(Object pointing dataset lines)
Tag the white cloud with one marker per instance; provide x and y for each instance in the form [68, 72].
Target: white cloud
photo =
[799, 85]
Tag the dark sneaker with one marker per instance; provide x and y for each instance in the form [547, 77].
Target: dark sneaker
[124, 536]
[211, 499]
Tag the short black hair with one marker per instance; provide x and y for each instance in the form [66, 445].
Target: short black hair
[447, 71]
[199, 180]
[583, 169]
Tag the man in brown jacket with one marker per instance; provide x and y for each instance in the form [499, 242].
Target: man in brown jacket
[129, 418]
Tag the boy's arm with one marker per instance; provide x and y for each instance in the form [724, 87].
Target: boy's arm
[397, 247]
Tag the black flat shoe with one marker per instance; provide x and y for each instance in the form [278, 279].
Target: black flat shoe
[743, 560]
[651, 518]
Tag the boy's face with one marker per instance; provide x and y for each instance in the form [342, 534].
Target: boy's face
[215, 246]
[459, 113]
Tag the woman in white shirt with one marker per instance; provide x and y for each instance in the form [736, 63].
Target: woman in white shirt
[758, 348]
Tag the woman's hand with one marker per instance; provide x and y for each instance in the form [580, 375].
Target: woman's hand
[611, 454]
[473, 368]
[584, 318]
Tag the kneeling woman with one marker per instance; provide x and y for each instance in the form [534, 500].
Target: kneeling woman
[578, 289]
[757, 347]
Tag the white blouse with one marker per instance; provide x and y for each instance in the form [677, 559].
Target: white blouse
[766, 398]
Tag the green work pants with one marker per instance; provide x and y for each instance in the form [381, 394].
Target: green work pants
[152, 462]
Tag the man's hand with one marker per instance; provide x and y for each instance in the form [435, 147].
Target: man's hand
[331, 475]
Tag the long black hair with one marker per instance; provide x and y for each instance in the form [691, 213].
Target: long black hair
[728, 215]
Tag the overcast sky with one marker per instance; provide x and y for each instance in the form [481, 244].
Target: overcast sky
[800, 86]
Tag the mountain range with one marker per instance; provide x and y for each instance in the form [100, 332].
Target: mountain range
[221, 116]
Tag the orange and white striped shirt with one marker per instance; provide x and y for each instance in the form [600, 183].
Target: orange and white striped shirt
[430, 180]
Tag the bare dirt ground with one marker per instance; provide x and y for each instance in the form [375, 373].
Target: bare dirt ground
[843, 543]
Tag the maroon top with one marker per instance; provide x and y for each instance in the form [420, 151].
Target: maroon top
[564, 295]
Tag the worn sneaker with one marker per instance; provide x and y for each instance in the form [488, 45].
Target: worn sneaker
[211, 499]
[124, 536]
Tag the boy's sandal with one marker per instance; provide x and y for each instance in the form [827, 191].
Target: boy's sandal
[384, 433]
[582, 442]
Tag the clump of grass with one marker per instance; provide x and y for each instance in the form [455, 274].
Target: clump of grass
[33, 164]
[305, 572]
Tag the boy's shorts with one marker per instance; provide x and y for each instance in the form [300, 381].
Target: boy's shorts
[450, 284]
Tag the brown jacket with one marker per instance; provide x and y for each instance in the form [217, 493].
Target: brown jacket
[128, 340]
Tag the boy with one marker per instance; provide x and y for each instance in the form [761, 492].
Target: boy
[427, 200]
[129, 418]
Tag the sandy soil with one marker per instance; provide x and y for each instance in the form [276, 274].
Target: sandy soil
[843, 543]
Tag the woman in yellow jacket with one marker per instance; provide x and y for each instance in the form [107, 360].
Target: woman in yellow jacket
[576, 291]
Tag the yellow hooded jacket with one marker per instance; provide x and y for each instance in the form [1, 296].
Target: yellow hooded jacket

Directions for this task: Render the lines above as a numbered list, omitting any blank lines.

Written answer:
1. Tag the white cloud with one marker per instance; provide x and y for each instance in the form [68, 72].
2. Target: white cloud
3. photo =
4. [799, 85]
5. Tag the dark sneaker with one marker per instance; provide x and y for each instance in the form [547, 77].
6. Target: dark sneaker
7. [124, 536]
8. [211, 499]
9. Tag the short black hair with one marker per instance; provide x and y for each instance in the form [66, 445].
10. Target: short black hair
11. [447, 71]
12. [199, 180]
13. [583, 169]
14. Tag the man in brown jacket with one marker per instance; provide x and y for each instance in the form [499, 242].
15. Target: man in brown jacket
16. [129, 418]
17. Tag the boy's arm with one marker per instance; provide x and y for each instance in the form [724, 87].
18. Target: boy's arm
19. [397, 247]
20. Tag the black flat shoe with one marker per instance; provide x and y for each instance in the form [278, 279].
21. Target: black flat shoe
22. [743, 560]
23. [651, 518]
24. Tag the boy's face with one marker per instance; provide x and y for each instance in the form [342, 534].
25. Target: boy's face
26. [215, 246]
27. [459, 113]
28. Tag the woman in white shirt with one marker per instance; provide x and y for each instance in the form [736, 63].
29. Target: woman in white shirt
30. [758, 348]
31. Tag the woman's hand with one marker per instance; provide x and y for each instance in the form [580, 375].
32. Target: woman's hand
33. [611, 454]
34. [473, 368]
35. [584, 318]
36. Tag the kneeling woman with one marker per instance; provide x and y for each instance in the form [534, 500].
37. Target: kneeling woman
38. [578, 289]
39. [757, 347]
40. Tag the white blouse with one marker per instance; provide x and y for each instance in the form [677, 559].
41. Target: white blouse
42. [766, 398]
43. Tag the green work pants with one marker per instance; provide x and y for each instance in the form [381, 394].
44. Target: green work pants
45. [152, 462]
46. Tag the man's hand with one marker per instance; provide x and y for each instance in the form [435, 147].
47. Target: man's hand
48. [331, 475]
49. Tag the long black hair with one marker per instance; provide x and y for each instance in the form [691, 213].
50. Target: long black hair
51. [728, 215]
52. Tag the overcast sky with one marker per instance; provide x and y for each instance in the form [481, 244].
53. Target: overcast sky
54. [800, 86]
55. Tag the mountain range with one marker per instance; provide x and y for each instance in the form [100, 332].
56. Target: mountain range
57. [221, 116]
58. Tag the orange and white striped shirt with one marker per instance; provide x and y for each instance in the form [600, 183].
59. Target: orange and white striped shirt
60. [430, 180]
61. Tag the bare dirt ground with one marker per instance; provide x and y for each instance in the form [375, 373].
62. Target: bare dirt ground
63. [843, 543]
64. Tag the maroon top with one marker per instance; provide x and y for each instance in the form [420, 151].
65. Target: maroon top
66. [564, 295]
67. Tag the worn sneaker with one marker per instance; provide x and y for each instance in the form [488, 45].
68. Target: worn sneaker
69. [211, 499]
70. [124, 536]
71. Tag the boy's sandal with one marker per instance; provide x and y for each instance in the form [827, 191].
72. Target: boy's sandal
73. [384, 433]
74. [582, 442]
75. Tag the clump of grass with one marker per instance; provide x and y for each instance in the form [455, 274].
76. Target: clump of grass
77. [33, 164]
78. [305, 572]
79. Tag the boy's shorts with one marker per instance; provide x and y for each instance in the form [300, 381].
80. Target: boy's shorts
81. [450, 284]
82. Tag the brown jacket with one marker per instance; provide x and y for each instance in the form [217, 493].
83. Target: brown jacket
84. [128, 340]
85. Tag the boy with one marker per instance; provide x and y for each instance in the form [761, 492].
86. Target: boy
87. [427, 200]
88. [129, 418]
89. Tag the sandy soil with one marker per instance; provide x and y for each instance in the form [276, 274].
90. Target: sandy soil
91. [843, 543]
92. Tag the woman in yellow jacket with one marker per instance; provide x and y for each instance in the form [107, 360].
93. Target: woman in yellow jacket
94. [576, 291]
95. Tag the yellow hooded jacket with one marker per instance; provide x and y for each instance in the form [1, 296].
96. Target: yellow hooded jacket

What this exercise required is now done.